[Selected extract Boundary: Start]

Tuesday, November 6, 2012

Egyptian Aventures Part III


I know you all have been on the edge of you seats waiting to see what happens next!  Well I am sorry this took so long, I have actual school work to do now...its horrible.  Anyway here it is:

 Day three in Egypt began with an early morning hot air balloon ride.  We were promised to be in the air to witness sunrise but our balloon was not slotted to go up at that time so we watched the sun rise over the Nile from the ground.  We all climbed into our balloon's basket and began to ascend into the wild blue yonder. I would say there were about 20 people in our basket along with the captain and his co-captain.  The basket was divided into five sections.  A center section for the captain and four other sections, two on either side of the center area. I was in a section with a mother and father and their two girls.  This family had taken the year and was traveling all around the world.

[Selected extract Boundary: End]
[Provided material Boundary: Start]

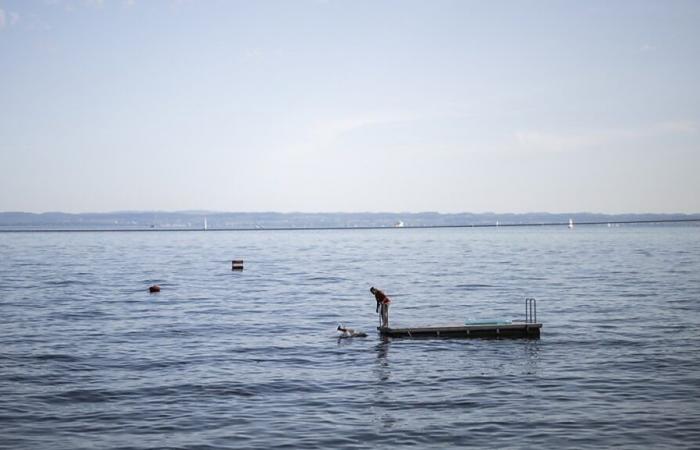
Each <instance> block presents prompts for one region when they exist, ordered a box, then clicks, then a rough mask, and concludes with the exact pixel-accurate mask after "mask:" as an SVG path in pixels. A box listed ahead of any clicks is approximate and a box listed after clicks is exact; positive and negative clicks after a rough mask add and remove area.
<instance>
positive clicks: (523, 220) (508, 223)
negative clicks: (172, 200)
mask: <svg viewBox="0 0 700 450" xmlns="http://www.w3.org/2000/svg"><path fill="white" fill-rule="evenodd" d="M205 218H206V222H207V226H208V228H209V229H279V228H358V227H393V226H397V225H399V224H400V225H402V226H405V227H440V226H495V225H496V224H499V225H502V226H509V225H524V224H533V225H536V224H559V223H562V224H563V223H568V221H569V219H573V221H574V222H575V223H579V224H583V223H606V222H609V223H624V222H647V221H648V222H655V221H656V222H666V221H688V220H694V221H700V214H595V213H567V214H552V213H523V214H513V213H506V214H497V213H478V214H477V213H459V214H441V213H437V212H421V213H276V212H264V213H246V212H207V211H179V212H161V211H150V212H111V213H83V214H68V213H61V212H49V213H41V214H35V213H24V212H0V230H14V229H22V230H24V229H42V230H43V229H48V230H86V229H94V230H112V229H113V230H130V229H136V230H141V229H144V230H146V229H161V230H178V229H179V230H201V229H203V227H204V222H205Z"/></svg>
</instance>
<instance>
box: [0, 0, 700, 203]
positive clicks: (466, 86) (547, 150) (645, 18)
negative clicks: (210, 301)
mask: <svg viewBox="0 0 700 450" xmlns="http://www.w3.org/2000/svg"><path fill="white" fill-rule="evenodd" d="M698 172H700V1H687V2H684V1H665V0H664V1H661V0H659V1H656V2H646V1H599V2H598V1H562V2H557V1H545V0H543V1H537V2H527V1H512V2H510V1H496V2H492V1H480V2H472V1H434V0H431V1H427V0H425V1H410V0H406V1H377V0H371V1H356V0H348V1H336V0H327V1H320V0H316V1H314V0H307V1H289V0H284V1H245V2H243V1H165V0H164V1H150V0H149V1H145V0H131V1H127V0H112V1H110V0H104V1H83V0H46V1H26V0H22V1H11V0H0V210H4V211H10V210H14V211H16V210H21V211H32V212H43V211H56V210H61V211H67V212H103V211H114V210H146V209H147V210H151V209H158V210H185V209H210V210H224V211H269V210H276V211H308V212H314V211H329V212H330V211H346V212H353V211H397V212H399V211H413V212H417V211H440V212H483V211H495V212H509V211H510V212H526V211H550V212H571V211H591V212H606V213H615V212H700V175H699V174H698Z"/></svg>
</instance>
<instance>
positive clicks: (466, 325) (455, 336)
mask: <svg viewBox="0 0 700 450" xmlns="http://www.w3.org/2000/svg"><path fill="white" fill-rule="evenodd" d="M541 328H542V324H541V323H537V322H528V323H525V322H522V323H517V322H516V323H510V324H483V325H445V326H425V327H408V328H391V327H384V328H382V327H377V330H378V331H379V334H380V335H382V336H386V337H392V338H397V337H398V338H400V337H407V338H492V339H498V338H503V339H517V338H525V339H539V337H540V329H541Z"/></svg>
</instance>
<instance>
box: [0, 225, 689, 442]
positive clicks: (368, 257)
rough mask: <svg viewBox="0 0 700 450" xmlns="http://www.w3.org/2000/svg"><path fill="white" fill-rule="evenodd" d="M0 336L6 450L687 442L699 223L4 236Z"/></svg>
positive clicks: (687, 433) (3, 411) (178, 232)
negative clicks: (437, 338)
mask: <svg viewBox="0 0 700 450" xmlns="http://www.w3.org/2000/svg"><path fill="white" fill-rule="evenodd" d="M232 259H244V260H245V270H243V271H242V272H232V271H231V260H232ZM156 283H157V284H159V285H160V286H161V287H162V291H161V292H160V293H158V294H149V293H148V292H147V288H148V286H150V285H152V284H156ZM370 286H377V287H379V288H381V289H383V290H385V292H387V294H389V295H390V296H391V295H393V303H392V306H391V311H390V320H391V322H392V325H395V326H399V325H402V324H403V325H409V324H440V323H446V322H462V321H464V320H467V319H471V318H474V319H478V318H493V317H496V318H507V319H522V318H524V309H525V306H524V299H525V297H535V298H536V299H537V307H538V319H539V320H540V321H541V322H543V323H544V327H543V329H542V336H541V338H540V339H539V340H410V339H394V340H389V341H383V340H382V339H380V338H379V337H378V336H377V334H376V329H375V327H376V325H377V316H376V315H375V309H374V308H375V302H374V298H373V297H372V296H371V294H370V293H369V288H370ZM339 322H342V323H344V324H345V325H347V326H351V327H354V328H359V329H362V330H364V331H366V332H367V333H368V335H369V336H368V337H367V338H364V339H362V338H355V339H343V340H339V339H337V336H336V332H335V328H336V326H337V324H338V323H339ZM0 330H1V331H0V447H1V448H11V449H23V448H31V449H94V448H120V449H127V448H134V449H150V448H208V449H215V448H304V449H313V448H319V449H330V448H387V449H389V448H391V449H394V448H401V447H416V448H451V447H463V446H476V447H487V448H504V447H506V448H532V447H539V446H542V447H545V448H556V447H568V448H585V447H588V448H599V447H613V446H616V447H623V448H652V447H653V448H661V447H668V448H691V447H694V448H697V447H699V446H700V227H693V226H664V227H661V226H637V227H620V228H608V227H583V226H581V227H577V228H575V229H574V230H568V229H566V228H565V227H561V228H551V227H539V228H522V229H512V228H503V227H501V228H493V229H386V230H345V231H342V230H338V231H335V230H333V231H251V232H212V231H209V232H78V233H41V232H30V233H0Z"/></svg>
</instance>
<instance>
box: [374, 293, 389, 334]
mask: <svg viewBox="0 0 700 450" xmlns="http://www.w3.org/2000/svg"><path fill="white" fill-rule="evenodd" d="M369 291H370V292H371V293H372V294H374V298H375V299H376V300H377V313H380V314H381V319H380V320H381V322H380V325H379V326H380V327H381V328H388V327H389V303H391V300H390V299H389V297H387V296H386V294H385V293H384V292H382V291H380V290H379V289H377V288H375V287H374V286H372V287H371V288H369ZM380 311H381V312H380Z"/></svg>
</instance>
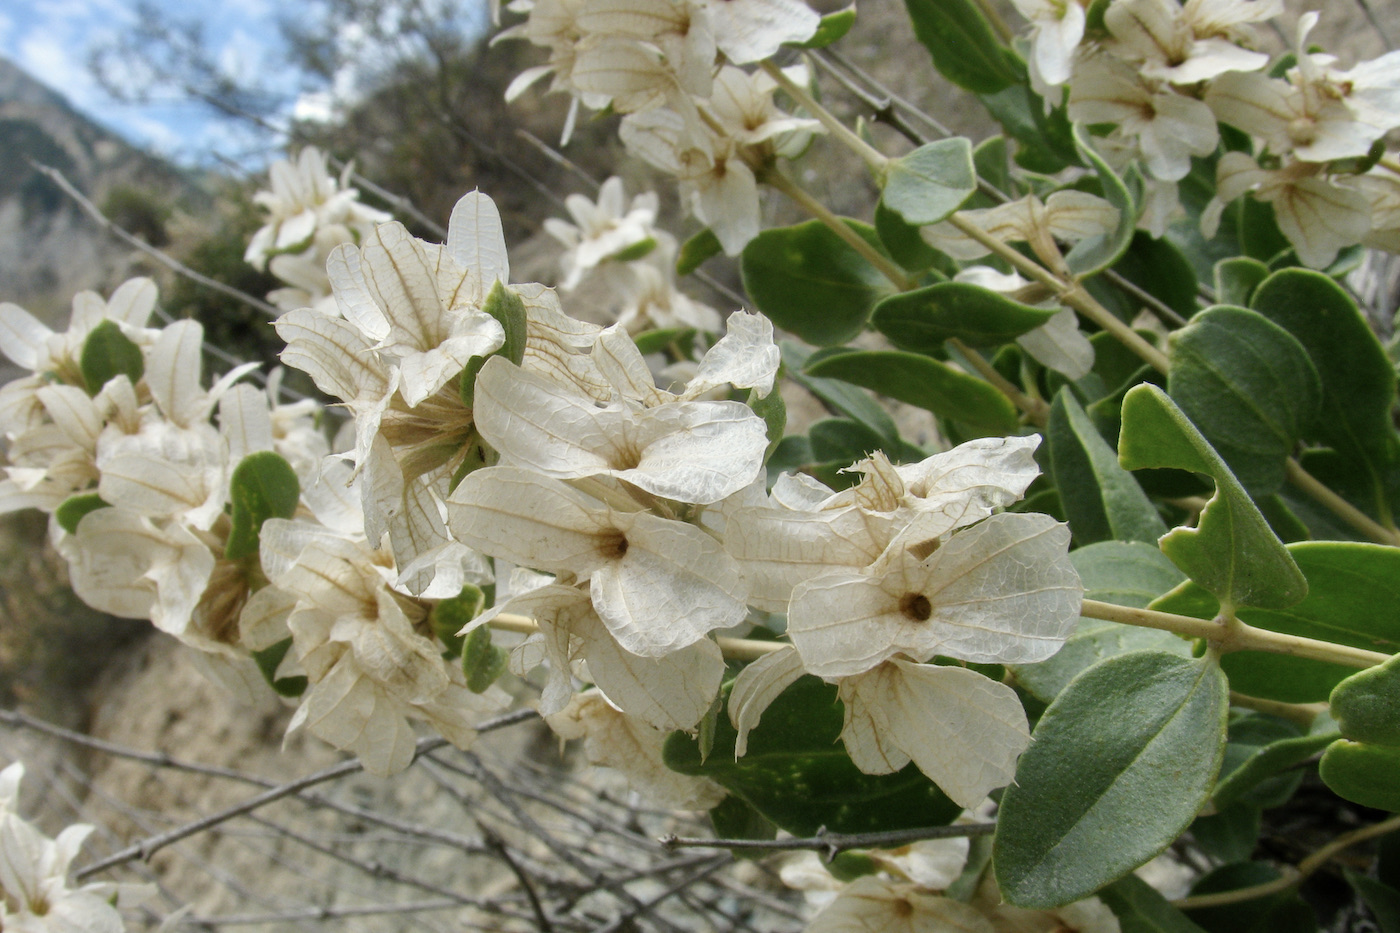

[Provided material Boundary: End]

The task ▸
Repeat the Egypt travel post word for word, everything from "Day three in" down to "around the world.".

Output of the task ▸
Day three in Egypt began with an early morning hot air balloon ride.  We were promised to be in the air to witness sunrise but our balloon was not slotted to go up at that time so we watched the sun rise over the Nile from the ground.  We all climbed into our balloon's basket and began to ascend into the wild blue yonder. I would say there were about 20 people in our basket along with the captain and his co-captain.  The basket was divided into five sections.  A center section for the captain and four other sections, two on either side of the center area. I was in a section with a mother and father and their two girls.  This family had taken the year and was traveling all around the world.